Document extract =
★ ★ ★ ★ ★ ★ ★

[openib-general] Location for iser-target code

Mon Apr 10 11:20:56 PDT 2006

Mike Christie wrote:
> Alexander Nezhinsky wrote:
>> Mike Christie wrote:
>>>>> tgt/stgt is probably two frameworks from your point of view. There 
>>>>> is a
>>>>> kernel part for target LLDs to hook into. The kernel part is 
>>>>> similar to
>>>>> scsi-ml, actually it builds onto it and uses some of the scsi-ml
>>>>> functions, and provides code to share for tasks like creating scatter
>>>>> lists and mapping commands between the kernel and userspace. The 
>>>>> target
>>>>> LLD basically handles lower level issues like DMAing the data, 
>>>>> transport
>>>>> issues, etc, pretty much what a scsi-ml initiator driver does. For
>>>>>> iscsi, the tgt lld performs similar tasks as the initiator. It parses
>>>>>> the iscsi PDUs or puts them on the interconnect, handles session and
>>>>>> connection manamgement (this would be done like open-iscsi 
>>>>>> though), but
>>>>>> then then passes the scsi command to tgt's kernel code.
>>>>>>
>>>>>> The other part of the framework is the userspace component. The tgt
>>>>>> kernel component basically passes scsi commands and task management
>>>>>> functions to a userspace daemon. The daemon contains the scsi state
>>>>>> machine and execute the IO. When it is done it informs the the kernel
>>>>>> component which in turn maps the data into the kernel, forms scatter
>>>>>> lists, and then passes them to the target LLD to send out.
>> In the cited paper's abstract you wrote:
>>  > In order to provide block I/O services, users have had to use 
>> modified kernel code,
>>  > binary kernel modules, or specialized hardware. With Linux now 
>> having iSCSI,
>>  > Fibre Channel, and RDMA initiator support, Linux target framework 
>> (tgt) aims to
>>  > fill the gap in storage functionality by consolidating several 
>> storage target drivers...

★ ★ ★ ★ ★ ★ ★

Information shown =
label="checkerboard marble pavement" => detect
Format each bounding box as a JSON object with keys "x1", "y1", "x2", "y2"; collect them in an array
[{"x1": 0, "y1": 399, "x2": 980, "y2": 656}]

★ ★ ★ ★ ★ ★ ★

Answer these questions from the tgt thread:
1. What does the userspace daemon contain?
2. Which three kinds of initiator support does the quoted abstract say Linux now has?
3. What lower level issues does the target LLD handle?
The listing comes from a different source than the tgt thread.

1. The scsi state machine, and it executes the IO.
2. iSCSI, Fibre Channel, and RDMA.
3. DMAing the data and transport issues.